> [Extracted material]
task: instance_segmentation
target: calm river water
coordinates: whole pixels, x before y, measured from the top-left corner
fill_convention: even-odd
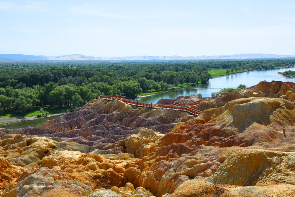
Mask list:
[[[295,68],[284,68],[268,70],[250,71],[228,76],[211,79],[209,82],[205,84],[199,84],[197,87],[236,87],[240,84],[245,84],[246,86],[250,87],[256,85],[261,81],[265,79],[268,82],[273,80],[275,81],[282,81],[283,82],[290,81],[295,82],[295,78],[288,78],[279,75],[278,72],[283,72],[289,70],[295,71]],[[140,101],[145,102],[148,101],[155,103],[160,99],[164,98],[172,99],[181,95],[191,95],[201,92],[203,97],[211,96],[211,93],[218,92],[218,89],[176,89],[166,93],[160,95],[150,96],[138,98]],[[0,128],[18,128],[27,125],[37,126],[37,125],[42,125],[44,121],[52,120],[60,116],[56,115],[47,118],[40,118],[32,121],[22,122],[17,123],[11,124],[0,126]]]
[[[295,71],[295,67],[283,68],[268,70],[250,71],[231,75],[228,76],[211,79],[205,84],[199,84],[196,87],[237,87],[240,84],[245,84],[247,87],[256,85],[260,82],[265,79],[268,82],[272,80],[283,82],[295,82],[295,78],[286,77],[279,74],[278,72],[288,70]],[[211,96],[211,93],[218,92],[220,90],[209,89],[177,89],[166,93],[137,98],[140,101],[148,101],[155,103],[160,99],[172,99],[181,95],[191,95],[201,92],[204,97]]]
[[[48,121],[49,120],[52,120],[54,118],[57,118],[59,117],[61,115],[57,115],[50,116],[48,118],[43,118],[32,120],[31,121],[21,122],[17,123],[9,124],[6,125],[0,126],[0,128],[5,128],[9,129],[19,128],[25,126],[27,126],[28,125],[32,125],[35,126],[39,124],[43,125],[43,123],[45,121]]]

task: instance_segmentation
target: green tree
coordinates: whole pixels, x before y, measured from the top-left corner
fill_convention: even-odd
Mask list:
[[[83,99],[81,98],[81,97],[78,93],[75,93],[72,97],[71,100],[73,103],[73,107],[74,107],[77,106],[79,103],[81,103],[83,101]]]
[[[156,92],[157,92],[158,90],[161,88],[161,86],[158,83],[155,83],[153,86],[154,89],[155,89]]]
[[[183,78],[182,77],[179,79],[179,84],[181,86],[182,86],[182,84],[183,84]]]
[[[186,83],[187,85],[189,82],[190,79],[189,75],[188,75],[185,79],[185,82]]]

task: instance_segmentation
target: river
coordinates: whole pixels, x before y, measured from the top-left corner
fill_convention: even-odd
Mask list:
[[[32,125],[32,126],[35,126],[39,124],[43,125],[43,123],[45,121],[48,121],[56,118],[57,118],[59,117],[61,115],[58,115],[53,116],[50,117],[48,117],[48,118],[39,118],[32,120],[31,121],[20,122],[19,123],[16,123],[9,124],[6,125],[0,126],[0,128],[5,128],[9,129],[19,128],[25,126],[27,126],[28,125]]]
[[[261,81],[265,80],[270,82],[275,81],[292,82],[295,82],[295,78],[286,77],[278,73],[288,70],[295,71],[295,67],[282,68],[273,70],[249,71],[210,79],[204,84],[199,84],[194,87],[237,87],[240,84],[244,84],[247,87],[256,85]],[[211,92],[220,91],[210,89],[195,89],[182,88],[176,89],[168,92],[153,96],[137,98],[140,101],[148,101],[156,103],[160,99],[172,99],[181,95],[191,95],[201,92],[204,97],[211,96]]]

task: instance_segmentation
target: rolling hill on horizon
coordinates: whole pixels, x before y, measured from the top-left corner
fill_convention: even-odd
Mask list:
[[[171,61],[197,60],[224,60],[271,58],[295,58],[295,55],[283,55],[262,53],[240,53],[229,55],[201,56],[186,56],[174,55],[155,56],[136,56],[123,57],[96,57],[88,56],[81,54],[71,54],[58,56],[44,55],[33,56],[20,54],[0,54],[0,61]]]

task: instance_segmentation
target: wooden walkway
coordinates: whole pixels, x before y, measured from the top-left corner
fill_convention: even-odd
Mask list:
[[[179,111],[184,111],[196,115],[199,115],[202,112],[202,111],[195,109],[192,108],[190,107],[180,106],[179,105],[185,105],[187,106],[188,105],[190,106],[197,105],[201,102],[204,100],[201,100],[190,103],[178,103],[174,105],[168,105],[150,103],[144,102],[140,102],[138,101],[136,101],[133,100],[126,99],[126,97],[114,95],[101,95],[100,96],[99,98],[101,99],[109,100],[112,100],[115,98],[116,98],[121,100],[125,103],[132,105],[152,108],[160,109],[166,109],[176,110]]]
[[[235,89],[236,87],[171,87],[171,86],[165,86],[166,88],[185,88],[186,89],[222,89],[224,88],[233,88]]]

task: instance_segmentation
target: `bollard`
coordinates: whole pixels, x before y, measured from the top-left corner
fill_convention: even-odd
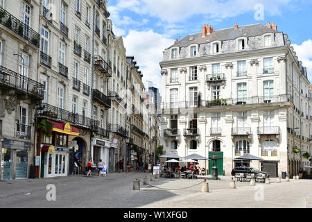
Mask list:
[[[140,190],[140,180],[137,180],[133,181],[133,190]]]
[[[251,178],[250,179],[250,185],[254,186],[255,185],[256,185],[256,180],[254,180],[254,178]]]
[[[150,175],[150,181],[155,181],[155,175]]]
[[[231,180],[229,180],[229,188],[231,189],[235,189],[235,181],[233,180],[233,178],[231,178]]]
[[[144,176],[144,178],[143,179],[143,184],[144,185],[149,185],[150,184],[150,178],[148,176]]]

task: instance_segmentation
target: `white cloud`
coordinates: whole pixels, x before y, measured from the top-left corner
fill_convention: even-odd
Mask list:
[[[162,90],[162,76],[159,62],[162,60],[162,51],[173,44],[168,39],[152,30],[137,31],[131,30],[124,38],[128,56],[134,56],[139,69],[142,71],[143,83],[153,83],[153,86]]]
[[[312,40],[304,41],[301,45],[294,44],[292,46],[298,56],[299,60],[306,67],[309,79],[312,80]]]

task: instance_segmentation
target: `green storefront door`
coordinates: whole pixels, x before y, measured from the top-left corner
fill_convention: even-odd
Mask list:
[[[209,152],[209,175],[211,175],[212,160],[210,160],[212,155],[216,153],[218,157],[217,167],[218,174],[223,175],[223,152]]]

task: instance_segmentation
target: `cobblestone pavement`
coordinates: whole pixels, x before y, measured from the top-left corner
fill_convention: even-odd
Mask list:
[[[141,183],[134,191],[133,180],[143,182],[148,173],[113,173],[107,177],[27,179],[0,182],[0,207],[312,207],[312,180],[281,180],[270,185],[236,182],[229,189],[230,177],[207,180],[209,193],[200,192],[205,177],[184,180],[159,178],[150,185]],[[206,178],[209,179],[209,177]],[[46,185],[56,189],[56,200],[48,201]],[[184,189],[188,187],[187,189]],[[257,189],[255,189],[257,188]]]

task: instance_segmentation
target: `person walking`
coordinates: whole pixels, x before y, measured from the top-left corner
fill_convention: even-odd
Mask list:
[[[102,173],[103,166],[104,166],[104,164],[102,162],[102,160],[100,160],[100,161],[98,163],[98,177],[100,177],[100,178],[101,178],[101,173]]]

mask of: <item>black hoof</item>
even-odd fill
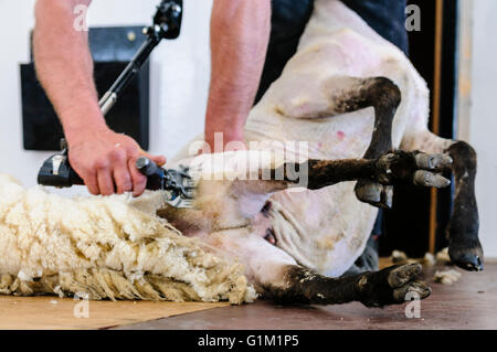
[[[475,249],[452,249],[448,247],[448,255],[453,264],[467,271],[482,271],[484,269],[483,250]]]
[[[359,181],[355,191],[357,199],[363,203],[377,207],[392,209],[393,186],[391,185]]]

> [Problem details] Write every record out again exactly; no pictures belong in the copy.

> [Worked solution]
task: instance_segmentation
target: calm river water
coordinates: whole pixels, x before y, measured from the top-left corner
fill_convention: even-odd
Mask list:
[[[295,68],[284,68],[268,70],[250,71],[228,76],[211,79],[209,82],[205,84],[199,84],[197,87],[236,87],[240,84],[245,84],[246,86],[250,87],[256,85],[261,81],[265,79],[268,82],[273,80],[275,81],[282,81],[283,82],[290,81],[295,82],[295,78],[288,78],[279,75],[278,72],[283,72],[289,70],[295,71]],[[140,101],[145,102],[148,101],[155,103],[160,99],[164,98],[172,99],[181,95],[191,95],[201,92],[203,97],[211,96],[211,93],[218,92],[218,89],[176,89],[166,93],[160,95],[150,96],[138,98]],[[0,128],[18,128],[27,125],[37,126],[37,125],[42,125],[44,121],[52,120],[60,116],[56,115],[47,118],[40,118],[32,121],[22,122],[17,123],[11,124],[0,126]]]
[[[295,71],[295,67],[283,68],[268,70],[250,71],[231,75],[228,76],[211,79],[205,84],[199,84],[196,87],[237,87],[240,84],[245,84],[247,87],[256,85],[260,82],[265,79],[268,82],[272,80],[283,82],[295,82],[295,78],[286,77],[279,74],[278,72],[288,70]],[[211,96],[211,93],[218,92],[220,90],[209,89],[177,89],[166,93],[137,98],[140,101],[148,101],[155,103],[160,99],[172,99],[181,95],[191,95],[201,92],[204,97]]]
[[[48,121],[49,120],[52,120],[54,118],[57,118],[59,117],[61,115],[57,115],[50,116],[48,118],[43,118],[32,120],[31,121],[21,122],[17,123],[9,124],[6,125],[0,126],[0,128],[5,128],[9,129],[19,128],[25,126],[27,126],[28,125],[32,125],[35,126],[39,124],[43,125],[43,123],[45,121]]]

task: instance_segmentation
target: green tree
coordinates: whole pixels, x before y, measured from the top-left corner
fill_convention: even-odd
Mask list:
[[[83,99],[81,98],[81,97],[78,93],[75,93],[72,97],[71,100],[73,103],[73,107],[74,107],[77,106],[79,103],[81,103],[83,101]]]
[[[156,92],[157,92],[158,90],[161,88],[161,86],[158,83],[155,83],[153,86],[154,89],[155,89]]]
[[[183,78],[182,77],[179,79],[179,84],[181,86],[182,86],[182,84],[183,84]]]
[[[186,83],[187,85],[189,82],[190,79],[189,75],[188,75],[185,79],[185,82]]]

task: instance_segmentation
target: river
coordinates: whole pixels, x before y, measured from the top-left corner
fill_convention: even-odd
Mask list:
[[[32,125],[32,126],[35,126],[39,124],[43,125],[43,123],[45,121],[48,121],[56,118],[57,118],[59,117],[61,115],[58,115],[53,116],[50,117],[48,117],[48,118],[39,118],[32,120],[31,121],[20,122],[19,123],[16,123],[9,124],[6,125],[0,126],[0,128],[5,128],[9,129],[19,128],[25,126],[27,126],[28,125]]]
[[[261,81],[265,80],[270,82],[275,81],[292,82],[295,82],[295,78],[286,77],[278,73],[288,70],[295,71],[295,67],[282,68],[273,70],[249,71],[210,79],[204,84],[199,84],[194,87],[237,87],[240,84],[244,84],[247,87],[256,85]],[[211,92],[220,91],[210,89],[195,89],[182,88],[176,89],[168,92],[153,96],[137,98],[140,101],[148,101],[156,103],[160,99],[172,99],[181,95],[191,95],[201,92],[204,97],[211,96]]]

task: instance_segmentation
target: rolling hill on horizon
coordinates: whole pixels, x before y, measured from the top-left corner
fill_convention: even-odd
Mask list:
[[[171,61],[197,60],[224,60],[271,58],[295,58],[295,55],[283,55],[262,53],[240,53],[229,55],[201,56],[186,56],[174,55],[155,56],[136,56],[123,57],[96,57],[88,56],[81,54],[71,54],[58,56],[44,55],[33,56],[20,54],[0,54],[0,61]]]

task: instance_segmentation
target: wooden walkway
coordinates: whole pixels, x before y, measured from the top-left corner
fill_convention: even-odd
Mask list:
[[[179,111],[184,111],[196,115],[199,115],[202,112],[202,111],[195,109],[192,108],[190,107],[180,106],[179,105],[185,105],[187,106],[188,105],[190,106],[197,105],[201,102],[204,100],[201,100],[190,103],[178,103],[174,105],[168,105],[150,103],[144,102],[140,102],[138,101],[136,101],[133,100],[126,99],[126,97],[114,95],[101,95],[100,96],[99,98],[101,99],[109,100],[112,100],[115,98],[116,98],[121,100],[125,103],[132,105],[152,108],[160,109],[166,109],[176,110]]]
[[[235,89],[236,87],[171,87],[171,86],[165,86],[166,88],[185,88],[186,89],[222,89],[224,88],[233,88]]]

task: instance_segmentation
target: `bollard`
coordinates: whole pixels, x before y, measured from the top-left corner
fill_convention: even-odd
Mask list:
[[[140,190],[140,180],[137,180],[133,181],[133,190]]]
[[[251,178],[250,179],[250,185],[254,186],[255,185],[256,185],[256,180],[254,180],[254,178]]]
[[[150,175],[150,181],[155,181],[155,175]]]
[[[231,180],[229,180],[229,188],[231,189],[235,189],[235,181],[233,180],[233,178],[231,178]]]
[[[144,176],[144,178],[143,179],[143,184],[144,185],[149,185],[150,184],[150,178],[148,176]]]

task: instance_segmentation
target: `white cloud`
coordinates: whole pixels, x before y, measured from the top-left corner
fill_convention: even-odd
Mask list:
[[[162,90],[162,76],[159,62],[162,60],[162,51],[173,44],[168,39],[152,30],[137,31],[131,30],[124,38],[128,56],[134,56],[139,69],[142,71],[143,83],[153,83],[153,86]]]
[[[312,40],[304,41],[301,45],[294,44],[292,46],[298,56],[299,60],[306,67],[309,79],[312,80]]]

task: instance_segmentation
target: `green storefront door`
coordinates: whole pixels, x before y, measured from the top-left corner
fill_convention: even-odd
Mask list:
[[[209,152],[209,175],[211,175],[212,160],[210,160],[212,155],[216,153],[218,157],[217,167],[218,174],[223,175],[223,152]]]

task: instance_segmentation
target: `cobblestone pavement`
coordinates: whole pixels, x before y, measured from the top-left corner
fill_convention: even-odd
Mask list:
[[[141,183],[134,191],[133,180],[143,182],[148,173],[113,173],[107,177],[27,179],[0,182],[0,207],[312,207],[312,180],[281,180],[270,185],[236,182],[229,189],[230,177],[207,180],[209,193],[200,192],[205,177],[184,180],[159,178],[150,185]],[[206,178],[209,179],[209,177]],[[46,185],[56,189],[56,200],[48,201]],[[184,189],[188,187],[187,189]],[[257,189],[255,189],[257,188]]]

task: instance_segmentation
target: `person walking`
coordinates: whole pixels, x before y, measured from the top-left corner
fill_convention: even-odd
Mask list:
[[[102,173],[103,166],[104,166],[104,164],[102,162],[102,160],[100,160],[100,161],[98,163],[98,177],[100,177],[100,178],[101,178],[101,173]]]

mask of: <item>black hoof</item>
even-odd fill
[[[475,249],[452,249],[448,247],[448,255],[453,264],[467,271],[482,271],[484,269],[483,250]]]
[[[359,181],[355,191],[357,199],[363,203],[377,207],[392,209],[393,186],[391,185]]]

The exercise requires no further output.